▶ **Assigned task**:
Quote only the lines from the top of the listing below down to and including the line with "Category: window".

==== Records shown ====

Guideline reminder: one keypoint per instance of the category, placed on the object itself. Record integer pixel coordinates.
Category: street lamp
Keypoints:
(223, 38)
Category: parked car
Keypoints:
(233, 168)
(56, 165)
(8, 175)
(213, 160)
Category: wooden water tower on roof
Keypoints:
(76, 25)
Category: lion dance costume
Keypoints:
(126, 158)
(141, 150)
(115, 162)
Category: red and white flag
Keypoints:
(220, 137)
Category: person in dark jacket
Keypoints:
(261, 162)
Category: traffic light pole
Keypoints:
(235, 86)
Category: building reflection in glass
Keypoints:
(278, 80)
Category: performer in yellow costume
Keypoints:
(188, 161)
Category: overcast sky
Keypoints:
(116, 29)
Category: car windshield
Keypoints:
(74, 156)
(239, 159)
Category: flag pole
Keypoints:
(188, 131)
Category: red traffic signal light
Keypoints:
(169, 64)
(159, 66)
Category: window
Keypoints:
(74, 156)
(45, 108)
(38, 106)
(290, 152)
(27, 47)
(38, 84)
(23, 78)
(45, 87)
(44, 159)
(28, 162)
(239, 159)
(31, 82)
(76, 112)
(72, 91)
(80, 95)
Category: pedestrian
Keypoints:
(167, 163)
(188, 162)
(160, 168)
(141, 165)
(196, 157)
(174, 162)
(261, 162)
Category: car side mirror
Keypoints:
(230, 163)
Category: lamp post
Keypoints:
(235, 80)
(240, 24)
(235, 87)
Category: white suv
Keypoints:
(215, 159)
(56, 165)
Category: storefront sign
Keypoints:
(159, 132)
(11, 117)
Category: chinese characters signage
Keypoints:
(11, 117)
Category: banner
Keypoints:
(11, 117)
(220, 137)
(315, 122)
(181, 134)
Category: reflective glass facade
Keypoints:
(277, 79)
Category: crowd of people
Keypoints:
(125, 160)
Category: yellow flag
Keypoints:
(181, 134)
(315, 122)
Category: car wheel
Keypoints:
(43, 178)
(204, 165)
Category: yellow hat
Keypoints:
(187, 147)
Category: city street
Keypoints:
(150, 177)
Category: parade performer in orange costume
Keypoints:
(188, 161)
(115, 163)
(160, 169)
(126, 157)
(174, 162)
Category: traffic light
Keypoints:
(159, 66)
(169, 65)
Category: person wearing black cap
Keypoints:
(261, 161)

====

▶ **Response below**:
Guideline reminder: one keypoint per instance of the category, placed on the object itself. Record integer pixel coordinates.
Category: street lamp
Keypoints:
(223, 38)
Category: parked car
Keypoints:
(233, 168)
(56, 165)
(8, 175)
(213, 160)
Category: wooden water tower on roof
Keypoints:
(76, 25)
Category: lion dance costume
Keypoints:
(126, 158)
(141, 150)
(115, 162)
Category: red and white flag
Keypoints:
(220, 137)
Category: person in dark jacket
Keypoints:
(261, 162)
Category: traffic light pole
Keypoints:
(235, 86)
Category: building reflection in glass
Keypoints:
(278, 80)
Category: performer in yellow costume
Keypoints:
(188, 161)
Category: overcast sky
Keypoints:
(116, 29)
Category: car windshield
Keypoints:
(74, 156)
(239, 159)
Category: flag pole
Keypoints:
(188, 131)
Category: red traffic signal light
Keypoints:
(169, 64)
(159, 66)
Category: window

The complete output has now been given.